● **TASK DIRECTIONS**
Pull out each line of the material below that contains the word "foliage", and copy those lines. Treat upper and lower case as different.

● **MATERIAL TO PROCESS**
+ + +
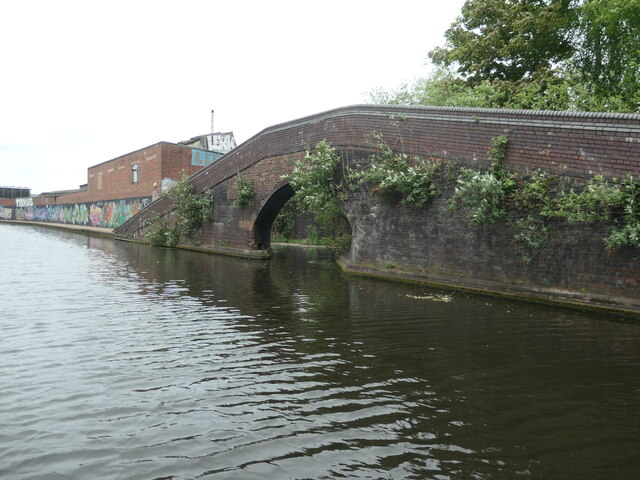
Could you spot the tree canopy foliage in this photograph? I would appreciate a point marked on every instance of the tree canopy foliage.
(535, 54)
+ + +
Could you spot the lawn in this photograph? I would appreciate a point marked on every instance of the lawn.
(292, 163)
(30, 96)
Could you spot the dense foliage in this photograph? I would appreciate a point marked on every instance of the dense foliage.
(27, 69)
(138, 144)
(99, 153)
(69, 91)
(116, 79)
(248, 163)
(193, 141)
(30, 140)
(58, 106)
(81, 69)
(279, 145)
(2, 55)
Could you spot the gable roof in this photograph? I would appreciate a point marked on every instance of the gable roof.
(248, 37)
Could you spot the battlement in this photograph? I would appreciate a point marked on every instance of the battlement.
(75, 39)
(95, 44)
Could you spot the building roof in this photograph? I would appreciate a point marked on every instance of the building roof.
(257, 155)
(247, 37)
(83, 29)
+ + +
● **RESULT OF THIS TASK**
Could you spot the tree canopy foliage in this photograph? I would appreciate a point marked on every instance of the tree canopy foliage.
Could you spot the dense foliage in this photograph? I would appreciate a point marked on every instance of the dense foliage.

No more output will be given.